TASK – Reproduce, from the lines below, exactly the stretch that begins at the line containing "white megaphone with a point." and ends at the line containing "black glove with a point.", both included.

________________

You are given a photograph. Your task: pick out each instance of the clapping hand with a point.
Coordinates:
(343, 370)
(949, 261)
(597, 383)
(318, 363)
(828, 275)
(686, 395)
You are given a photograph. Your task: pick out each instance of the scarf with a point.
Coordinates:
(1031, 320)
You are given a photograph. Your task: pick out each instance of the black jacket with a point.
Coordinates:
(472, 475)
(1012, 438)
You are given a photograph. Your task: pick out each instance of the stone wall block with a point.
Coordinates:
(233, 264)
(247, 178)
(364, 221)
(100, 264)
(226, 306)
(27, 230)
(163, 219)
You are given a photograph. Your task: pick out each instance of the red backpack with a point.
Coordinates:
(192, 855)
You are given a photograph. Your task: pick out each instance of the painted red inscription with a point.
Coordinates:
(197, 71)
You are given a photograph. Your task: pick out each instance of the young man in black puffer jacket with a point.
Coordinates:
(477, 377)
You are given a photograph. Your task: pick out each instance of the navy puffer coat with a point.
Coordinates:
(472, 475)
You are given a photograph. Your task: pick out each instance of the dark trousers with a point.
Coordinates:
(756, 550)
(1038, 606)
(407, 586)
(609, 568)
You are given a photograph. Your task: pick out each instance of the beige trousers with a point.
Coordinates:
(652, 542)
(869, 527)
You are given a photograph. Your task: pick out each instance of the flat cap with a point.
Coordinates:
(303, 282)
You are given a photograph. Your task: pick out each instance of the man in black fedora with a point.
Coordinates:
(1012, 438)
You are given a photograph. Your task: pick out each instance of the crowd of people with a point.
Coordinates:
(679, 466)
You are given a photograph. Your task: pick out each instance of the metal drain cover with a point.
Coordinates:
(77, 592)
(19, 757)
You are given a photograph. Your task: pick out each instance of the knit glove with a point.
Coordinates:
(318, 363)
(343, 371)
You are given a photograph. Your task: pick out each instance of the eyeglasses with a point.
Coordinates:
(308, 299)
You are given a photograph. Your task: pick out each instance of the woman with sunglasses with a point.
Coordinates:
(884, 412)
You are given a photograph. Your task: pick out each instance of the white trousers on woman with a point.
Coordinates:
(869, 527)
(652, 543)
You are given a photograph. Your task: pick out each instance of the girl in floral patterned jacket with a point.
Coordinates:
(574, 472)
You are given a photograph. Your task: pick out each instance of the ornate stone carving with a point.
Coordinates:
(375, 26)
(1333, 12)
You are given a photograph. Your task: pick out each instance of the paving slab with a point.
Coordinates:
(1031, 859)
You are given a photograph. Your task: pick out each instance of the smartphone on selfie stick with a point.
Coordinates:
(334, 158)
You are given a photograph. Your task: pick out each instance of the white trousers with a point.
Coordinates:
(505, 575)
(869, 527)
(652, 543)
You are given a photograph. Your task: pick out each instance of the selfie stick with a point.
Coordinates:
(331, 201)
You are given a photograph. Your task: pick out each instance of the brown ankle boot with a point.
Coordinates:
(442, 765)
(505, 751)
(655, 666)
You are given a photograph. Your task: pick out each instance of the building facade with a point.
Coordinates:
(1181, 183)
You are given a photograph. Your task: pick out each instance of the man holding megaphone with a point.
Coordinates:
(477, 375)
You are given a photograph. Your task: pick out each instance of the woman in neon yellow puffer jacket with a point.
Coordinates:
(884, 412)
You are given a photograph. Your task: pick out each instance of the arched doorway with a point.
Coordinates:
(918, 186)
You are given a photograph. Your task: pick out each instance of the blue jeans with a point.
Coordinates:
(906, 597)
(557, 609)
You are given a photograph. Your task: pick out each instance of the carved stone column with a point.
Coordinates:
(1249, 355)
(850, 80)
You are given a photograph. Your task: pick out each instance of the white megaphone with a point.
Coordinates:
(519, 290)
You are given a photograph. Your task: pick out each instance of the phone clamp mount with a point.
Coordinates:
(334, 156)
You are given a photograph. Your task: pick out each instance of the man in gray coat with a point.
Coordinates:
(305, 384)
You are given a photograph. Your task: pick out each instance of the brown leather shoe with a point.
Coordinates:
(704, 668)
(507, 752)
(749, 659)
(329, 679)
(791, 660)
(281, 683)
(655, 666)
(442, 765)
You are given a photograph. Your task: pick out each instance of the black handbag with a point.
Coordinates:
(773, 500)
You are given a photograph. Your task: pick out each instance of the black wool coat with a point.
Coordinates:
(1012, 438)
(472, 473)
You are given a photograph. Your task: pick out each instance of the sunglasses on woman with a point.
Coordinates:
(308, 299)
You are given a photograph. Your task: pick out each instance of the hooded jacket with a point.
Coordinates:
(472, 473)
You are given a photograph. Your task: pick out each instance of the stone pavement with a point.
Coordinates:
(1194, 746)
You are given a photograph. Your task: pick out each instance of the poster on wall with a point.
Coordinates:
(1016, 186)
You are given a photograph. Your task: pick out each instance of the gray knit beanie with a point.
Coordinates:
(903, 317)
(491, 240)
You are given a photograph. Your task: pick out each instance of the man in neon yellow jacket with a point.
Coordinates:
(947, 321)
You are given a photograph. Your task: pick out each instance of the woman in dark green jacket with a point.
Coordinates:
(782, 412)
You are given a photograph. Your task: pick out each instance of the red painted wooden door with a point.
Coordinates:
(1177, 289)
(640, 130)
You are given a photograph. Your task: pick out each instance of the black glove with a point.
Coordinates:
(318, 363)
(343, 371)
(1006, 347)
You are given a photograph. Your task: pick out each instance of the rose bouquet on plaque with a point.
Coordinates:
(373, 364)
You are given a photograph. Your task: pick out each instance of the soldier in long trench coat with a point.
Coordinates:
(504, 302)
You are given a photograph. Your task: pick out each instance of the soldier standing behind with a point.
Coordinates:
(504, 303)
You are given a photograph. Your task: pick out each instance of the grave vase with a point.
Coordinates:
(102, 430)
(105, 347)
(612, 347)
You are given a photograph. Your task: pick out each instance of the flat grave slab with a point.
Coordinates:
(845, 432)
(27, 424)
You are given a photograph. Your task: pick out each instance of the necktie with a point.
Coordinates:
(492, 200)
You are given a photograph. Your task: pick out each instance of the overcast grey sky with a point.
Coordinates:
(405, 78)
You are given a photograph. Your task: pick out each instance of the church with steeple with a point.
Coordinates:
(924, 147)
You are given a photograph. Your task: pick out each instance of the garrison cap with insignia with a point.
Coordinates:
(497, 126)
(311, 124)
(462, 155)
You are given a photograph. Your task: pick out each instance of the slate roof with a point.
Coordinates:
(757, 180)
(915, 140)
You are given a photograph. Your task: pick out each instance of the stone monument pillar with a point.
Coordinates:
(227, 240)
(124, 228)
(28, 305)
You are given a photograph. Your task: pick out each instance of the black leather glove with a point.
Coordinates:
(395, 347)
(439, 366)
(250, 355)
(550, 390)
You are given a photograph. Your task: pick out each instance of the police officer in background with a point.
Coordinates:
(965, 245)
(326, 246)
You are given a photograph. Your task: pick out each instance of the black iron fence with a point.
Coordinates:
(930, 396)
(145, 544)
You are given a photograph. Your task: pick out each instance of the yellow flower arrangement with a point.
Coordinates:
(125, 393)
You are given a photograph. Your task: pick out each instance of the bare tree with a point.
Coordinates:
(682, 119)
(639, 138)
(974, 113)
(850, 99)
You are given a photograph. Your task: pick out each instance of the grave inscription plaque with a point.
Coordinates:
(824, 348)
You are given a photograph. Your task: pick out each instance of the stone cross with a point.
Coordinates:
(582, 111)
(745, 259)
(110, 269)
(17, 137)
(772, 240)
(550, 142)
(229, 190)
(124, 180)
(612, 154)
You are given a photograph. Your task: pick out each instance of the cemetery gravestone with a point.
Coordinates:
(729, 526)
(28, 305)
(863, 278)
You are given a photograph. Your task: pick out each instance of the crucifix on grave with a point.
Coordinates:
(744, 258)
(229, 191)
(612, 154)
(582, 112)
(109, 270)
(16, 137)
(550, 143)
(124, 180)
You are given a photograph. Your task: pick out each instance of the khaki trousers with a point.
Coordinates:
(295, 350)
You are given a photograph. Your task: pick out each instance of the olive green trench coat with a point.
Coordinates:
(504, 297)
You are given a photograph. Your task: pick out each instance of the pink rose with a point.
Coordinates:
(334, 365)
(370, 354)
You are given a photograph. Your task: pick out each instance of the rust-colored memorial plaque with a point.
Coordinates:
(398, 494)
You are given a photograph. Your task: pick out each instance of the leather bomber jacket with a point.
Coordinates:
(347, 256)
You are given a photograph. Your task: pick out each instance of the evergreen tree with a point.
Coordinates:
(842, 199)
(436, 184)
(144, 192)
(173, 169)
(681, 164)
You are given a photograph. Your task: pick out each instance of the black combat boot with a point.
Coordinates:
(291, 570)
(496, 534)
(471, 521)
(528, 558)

________________

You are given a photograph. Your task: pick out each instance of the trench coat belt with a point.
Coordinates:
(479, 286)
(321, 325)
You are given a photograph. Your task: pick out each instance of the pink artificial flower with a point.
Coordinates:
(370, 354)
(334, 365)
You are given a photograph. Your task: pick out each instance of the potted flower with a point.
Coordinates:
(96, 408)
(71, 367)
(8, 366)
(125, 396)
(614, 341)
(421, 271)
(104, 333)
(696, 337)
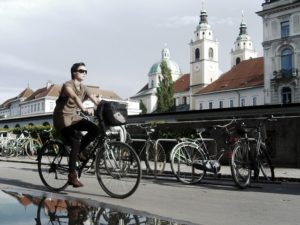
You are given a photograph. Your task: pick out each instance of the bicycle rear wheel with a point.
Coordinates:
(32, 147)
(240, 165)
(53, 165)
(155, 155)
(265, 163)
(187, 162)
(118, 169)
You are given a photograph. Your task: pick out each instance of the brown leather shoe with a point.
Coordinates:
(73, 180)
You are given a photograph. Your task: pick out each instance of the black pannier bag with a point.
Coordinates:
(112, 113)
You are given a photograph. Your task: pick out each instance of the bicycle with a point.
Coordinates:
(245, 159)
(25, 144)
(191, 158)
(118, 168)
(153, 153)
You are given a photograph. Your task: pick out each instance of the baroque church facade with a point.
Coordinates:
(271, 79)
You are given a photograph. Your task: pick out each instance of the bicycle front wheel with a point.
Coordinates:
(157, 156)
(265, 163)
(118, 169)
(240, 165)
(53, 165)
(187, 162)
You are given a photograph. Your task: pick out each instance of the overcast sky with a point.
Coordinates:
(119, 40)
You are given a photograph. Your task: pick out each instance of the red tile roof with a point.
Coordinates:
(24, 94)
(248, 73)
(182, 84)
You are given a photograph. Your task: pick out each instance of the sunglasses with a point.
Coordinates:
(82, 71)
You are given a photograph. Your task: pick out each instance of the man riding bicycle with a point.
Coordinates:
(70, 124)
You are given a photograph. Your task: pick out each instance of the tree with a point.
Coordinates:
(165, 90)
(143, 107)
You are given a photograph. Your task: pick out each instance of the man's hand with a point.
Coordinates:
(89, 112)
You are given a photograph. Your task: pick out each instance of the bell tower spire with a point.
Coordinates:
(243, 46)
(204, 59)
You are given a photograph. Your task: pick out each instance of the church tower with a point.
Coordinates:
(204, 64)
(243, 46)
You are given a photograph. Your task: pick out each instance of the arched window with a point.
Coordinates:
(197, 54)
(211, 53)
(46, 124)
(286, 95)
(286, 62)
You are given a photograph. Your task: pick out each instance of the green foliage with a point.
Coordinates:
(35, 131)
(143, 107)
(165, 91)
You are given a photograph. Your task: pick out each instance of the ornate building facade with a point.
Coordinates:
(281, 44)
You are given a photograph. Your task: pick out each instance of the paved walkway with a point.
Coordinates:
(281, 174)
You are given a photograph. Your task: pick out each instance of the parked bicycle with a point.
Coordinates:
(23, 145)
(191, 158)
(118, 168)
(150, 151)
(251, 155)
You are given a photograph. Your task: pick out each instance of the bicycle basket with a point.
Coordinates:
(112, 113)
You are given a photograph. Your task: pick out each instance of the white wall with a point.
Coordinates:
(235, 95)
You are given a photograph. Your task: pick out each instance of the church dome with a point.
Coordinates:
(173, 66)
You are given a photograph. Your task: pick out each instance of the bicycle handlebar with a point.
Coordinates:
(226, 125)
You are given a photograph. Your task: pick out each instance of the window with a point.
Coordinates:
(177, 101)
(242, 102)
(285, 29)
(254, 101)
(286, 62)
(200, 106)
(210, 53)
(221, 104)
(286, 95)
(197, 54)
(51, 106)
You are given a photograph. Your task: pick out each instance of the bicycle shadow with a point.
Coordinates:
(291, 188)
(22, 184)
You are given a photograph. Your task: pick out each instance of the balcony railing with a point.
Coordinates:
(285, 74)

________________

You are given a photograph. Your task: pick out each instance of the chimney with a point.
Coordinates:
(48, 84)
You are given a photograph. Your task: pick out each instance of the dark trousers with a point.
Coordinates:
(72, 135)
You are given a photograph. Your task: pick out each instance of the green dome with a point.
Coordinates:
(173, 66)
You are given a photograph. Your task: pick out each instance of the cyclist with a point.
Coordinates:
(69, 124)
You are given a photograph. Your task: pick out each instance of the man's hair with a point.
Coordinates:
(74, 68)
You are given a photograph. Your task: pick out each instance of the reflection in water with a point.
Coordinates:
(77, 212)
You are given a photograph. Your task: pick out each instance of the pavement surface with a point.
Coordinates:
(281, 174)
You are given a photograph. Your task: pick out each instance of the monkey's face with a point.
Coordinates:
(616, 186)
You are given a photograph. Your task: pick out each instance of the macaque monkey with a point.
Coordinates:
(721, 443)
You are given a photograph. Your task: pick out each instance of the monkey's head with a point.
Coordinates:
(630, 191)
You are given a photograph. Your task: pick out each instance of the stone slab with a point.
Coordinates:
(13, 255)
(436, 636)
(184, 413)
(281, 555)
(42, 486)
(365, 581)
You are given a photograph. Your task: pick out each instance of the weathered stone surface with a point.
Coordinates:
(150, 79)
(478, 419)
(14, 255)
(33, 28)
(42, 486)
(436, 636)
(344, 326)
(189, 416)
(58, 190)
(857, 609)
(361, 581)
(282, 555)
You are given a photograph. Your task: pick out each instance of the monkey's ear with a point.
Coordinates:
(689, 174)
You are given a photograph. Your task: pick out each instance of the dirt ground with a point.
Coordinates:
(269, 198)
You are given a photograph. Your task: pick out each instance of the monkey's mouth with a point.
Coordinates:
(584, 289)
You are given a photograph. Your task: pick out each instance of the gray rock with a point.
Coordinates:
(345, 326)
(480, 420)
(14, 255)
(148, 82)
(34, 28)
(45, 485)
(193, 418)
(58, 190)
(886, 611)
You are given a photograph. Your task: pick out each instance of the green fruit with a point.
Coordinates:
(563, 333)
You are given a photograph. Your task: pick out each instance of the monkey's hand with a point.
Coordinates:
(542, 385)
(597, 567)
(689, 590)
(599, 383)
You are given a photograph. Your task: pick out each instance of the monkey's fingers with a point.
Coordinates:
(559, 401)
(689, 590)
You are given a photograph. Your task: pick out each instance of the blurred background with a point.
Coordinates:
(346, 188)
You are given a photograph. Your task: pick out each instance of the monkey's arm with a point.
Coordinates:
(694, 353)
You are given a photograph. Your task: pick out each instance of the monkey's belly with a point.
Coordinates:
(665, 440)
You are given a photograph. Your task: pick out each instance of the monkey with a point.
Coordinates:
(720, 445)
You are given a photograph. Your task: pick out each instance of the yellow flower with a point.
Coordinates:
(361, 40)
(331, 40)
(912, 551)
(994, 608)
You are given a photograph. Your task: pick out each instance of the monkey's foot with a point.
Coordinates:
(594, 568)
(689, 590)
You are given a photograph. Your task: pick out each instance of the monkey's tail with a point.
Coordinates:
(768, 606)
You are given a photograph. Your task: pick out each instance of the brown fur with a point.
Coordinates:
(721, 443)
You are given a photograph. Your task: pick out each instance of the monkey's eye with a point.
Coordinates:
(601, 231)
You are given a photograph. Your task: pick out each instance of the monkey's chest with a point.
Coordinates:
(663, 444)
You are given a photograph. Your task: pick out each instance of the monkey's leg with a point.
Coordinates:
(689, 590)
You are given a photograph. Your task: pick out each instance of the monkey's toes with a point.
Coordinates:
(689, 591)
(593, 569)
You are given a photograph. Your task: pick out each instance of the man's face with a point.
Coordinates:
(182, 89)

________________

RESPONSE BOX –
You are given a photograph. Your task: pick out each instance of the white megaphone with a point.
Coordinates:
(519, 290)
You are given a photograph. Your task: pick out each instance of the phone clamp mount with a point.
Coordinates:
(334, 156)
You are given a photograph. Your task: pick out each instance of the man in gray coat with a point.
Coordinates:
(305, 384)
You are given a photograph. Your task: pick out each instance of the brown leather shoe with a point.
Coordinates:
(704, 668)
(507, 752)
(749, 659)
(329, 679)
(791, 660)
(281, 683)
(655, 666)
(442, 765)
You are given a photograph. Your task: pick out each instance of the black handbag with a point.
Coordinates:
(773, 500)
You are given a photograph. Your task: pick out each instance of the black wool coat with a point.
Coordinates:
(1012, 438)
(472, 473)
You are given a photograph. Your task: pick out each instance of the sunglasses on woman with a point.
Coordinates:
(308, 299)
You are given a photograph. Your task: pick out each instance of the hooded jacket with a point.
Coordinates:
(472, 473)
You are given a photograph. Your task: pick out each instance of the stone pavement with a point.
Coordinates:
(1194, 746)
You are given a photograph. Your task: pick out each instance of the poster on wall with a point.
Coordinates:
(1016, 186)
You are given a photograph. Your task: pick out each instance of the gray knit beanie with a point.
Coordinates:
(903, 317)
(491, 240)
You are given a photograph. Your task: pick out each instance of the man in neon yellow jacket with a point.
Coordinates:
(947, 321)
You are given a photograph. Your task: pick out each instance of the woman in dark green jacket with a point.
Coordinates:
(782, 412)
You are given a photograph. Your task: pick out each instance of the red painted wooden door with a point.
Coordinates:
(1177, 289)
(640, 130)
You are given a photograph. Your task: pick out each instance of the black glove with a point.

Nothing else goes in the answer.